----- 引用段落

托福加试题不能说的秘密!加试题是托福考试的一大特色,不是在阅读部分就是在听力部分,要么就是双试,所以同学们千万不要大意。


国内托福有阅读加试么配图

举个例子来说明:ETS会找到他们所认为的全球考生平均水平(例如做加试题平均水平应为20分)在随后的一次阅读考试中,如果大家的正题平均分是20分,而阅读加试部分也做的是20分,那么ETS认为此次阅读难度适中,不必加权平均。

如果正题20分,加试10分,ETS则认为是这次考生水平普遍较低,考试难度偏小,所以会相应减少每个人的阅读得分。

反之,如果正题10分,加试25分,那么ETS就认为在考生水平那么高的情况下阅读平均分还那么低,一定是因为题目难度偏大,所以会给每个考生平均加上几分。 这也是为什么托福考生普遍反映难度不太稳定,分数却较为稳定的原因。

托福阅读加试的位置

有的同学认为阅读加试的位置放在最后一篇,其实不是这样。托福阅读加试是一篇,但你并不知道是哪一篇,有可能是第三篇,也有可能是第二篇,极少部分可能是第一篇。

----------

_待解题目_.
• a. 按照这段讲托福加试题的文字,如果正题平均20分、加试平均10分,ETS会怎样处理每个人的阅读得分?
• b. 请把这段讲托福加试题的文字从“托福加试题不能说的秘密!加试”往下一直到“二篇,极少部分可能是第一篇。”的全部内容原样重抄一遍。

----- 所示信息

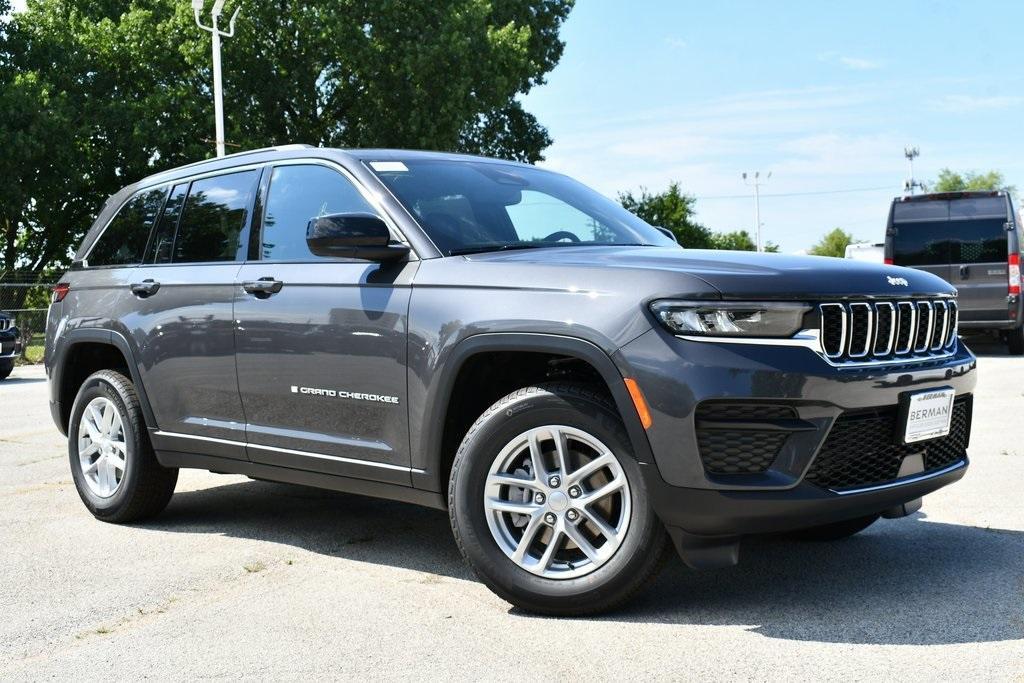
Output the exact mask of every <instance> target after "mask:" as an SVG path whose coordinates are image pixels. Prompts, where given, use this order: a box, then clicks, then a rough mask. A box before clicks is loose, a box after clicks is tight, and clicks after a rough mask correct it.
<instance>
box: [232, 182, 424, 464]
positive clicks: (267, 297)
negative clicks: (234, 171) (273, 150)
mask: <svg viewBox="0 0 1024 683" xmlns="http://www.w3.org/2000/svg"><path fill="white" fill-rule="evenodd" d="M267 180H268V187H264V189H263V190H262V191H261V195H262V194H263V193H265V197H266V199H265V201H264V206H265V209H264V211H263V217H262V221H261V223H262V227H261V230H260V232H259V233H257V234H256V236H254V237H255V241H254V244H253V245H252V247H251V251H250V257H251V258H250V261H249V262H247V263H246V264H245V265H244V266H243V268H242V270H241V272H240V273H239V284H238V286H237V287H236V290H234V317H236V321H237V326H238V327H237V331H236V343H237V349H238V351H237V359H238V373H239V389H240V391H241V395H242V401H243V405H244V409H245V415H246V418H247V420H248V425H247V437H248V449H249V457H250V459H251V460H253V461H254V462H258V463H264V464H268V465H278V466H281V467H290V468H295V469H304V470H310V471H317V472H325V473H329V474H337V475H342V476H350V477H357V478H366V479H375V480H380V481H388V482H393V483H403V484H409V483H410V481H411V473H410V472H411V471H410V467H409V463H410V455H409V420H408V413H407V408H406V397H407V377H406V366H407V346H408V338H407V337H408V313H409V300H410V294H411V290H410V285H411V283H412V275H413V273H414V272H415V269H416V262H415V261H414V262H400V263H374V262H370V261H366V260H356V259H339V258H322V257H316V256H314V255H312V254H311V253H310V252H309V249H308V247H307V246H306V241H305V238H306V227H307V225H308V223H309V221H310V220H311V219H313V218H315V217H317V216H322V215H327V214H332V213H345V212H368V213H376V214H378V215H380V212H379V211H378V210H377V209H376V208H375V207H374V206H373V205H372V203H371V202H370V201H369V200H368V198H367V196H366V195H364V193H362V191H360V189H359V188H358V186H357V185H356V183H355V182H354V181H353V179H352V178H351V177H349V176H348V175H346V174H344V173H342V172H341V171H340V170H339V169H337V168H334V167H333V166H326V165H321V164H314V163H310V162H303V163H289V164H278V165H275V166H273V168H272V169H267V172H266V175H265V176H264V183H266V182H267ZM265 283H270V286H267V285H265Z"/></svg>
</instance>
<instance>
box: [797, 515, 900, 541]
mask: <svg viewBox="0 0 1024 683" xmlns="http://www.w3.org/2000/svg"><path fill="white" fill-rule="evenodd" d="M881 516H882V515H868V516H866V517H857V518H856V519H845V520H843V521H841V522H835V523H833V524H822V525H821V526H812V527H811V528H804V529H800V530H798V531H793V532H792V533H790V535H788V536H790V537H791V538H793V539H797V540H800V541H842V540H843V539H848V538H850V537H851V536H854V535H855V533H860V532H861V531H863V530H864V529H865V528H867V527H868V526H870V525H871V524H873V523H874V522H877V521H878V520H879V517H881Z"/></svg>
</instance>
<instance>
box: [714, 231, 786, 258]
mask: <svg viewBox="0 0 1024 683" xmlns="http://www.w3.org/2000/svg"><path fill="white" fill-rule="evenodd" d="M711 241H712V247H713V248H714V249H728V250H731V251H757V249H758V245H757V243H756V242H755V241H754V238H752V237H751V233H750V232H748V231H746V230H733V231H731V232H715V233H714V234H713V236H712V239H711ZM764 251H766V252H768V253H777V252H778V245H776V244H774V243H772V242H765V244H764Z"/></svg>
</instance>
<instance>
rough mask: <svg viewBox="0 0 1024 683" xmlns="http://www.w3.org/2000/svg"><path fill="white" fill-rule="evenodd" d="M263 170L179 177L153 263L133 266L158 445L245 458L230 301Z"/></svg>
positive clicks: (137, 329) (151, 262) (243, 432)
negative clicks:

----------

_答案汇总_.
• a. 会相应减少每个人的阅读得分。

• b.
托福加试题不能说的秘密!加试题是托福考试的一大特色,不是在阅读部分就是在听力部分,要么就是双试,所以同学们千万不要大意。


国内托福有阅读加试么配图

举个例子来说明:ETS会找到他们所认为的全球考生平均水平(例如做加试题平均水平应为20分)在随后的一次阅读考试中,如果大家的正题平均分是20分,而阅读加试部分也做的是20分,那么ETS认为此次阅读难度适中,不必加权平均。

如果正题20分,加试10分,ETS则认为是这次考生水平普遍较低,考试难度偏小,所以会相应减少每个人的阅读得分。

反之,如果正题10分,加试25分,那么ETS就认为在考生水平那么高的情况下阅读平均分还那么低,一定是因为题目难度偏大,所以会给每个考生平均加上几分。 这也是为什么托福考生普遍反映难度不太稳定,分数却较为稳定的原因。

托福阅读加试的位置

有的同学认为阅读加试的位置放在最后一篇,其实不是这样。托福阅读加试是一篇,但你并不知道是哪一篇,有可能是第三篇,也有可能是第二篇,极少部分可能是第一篇。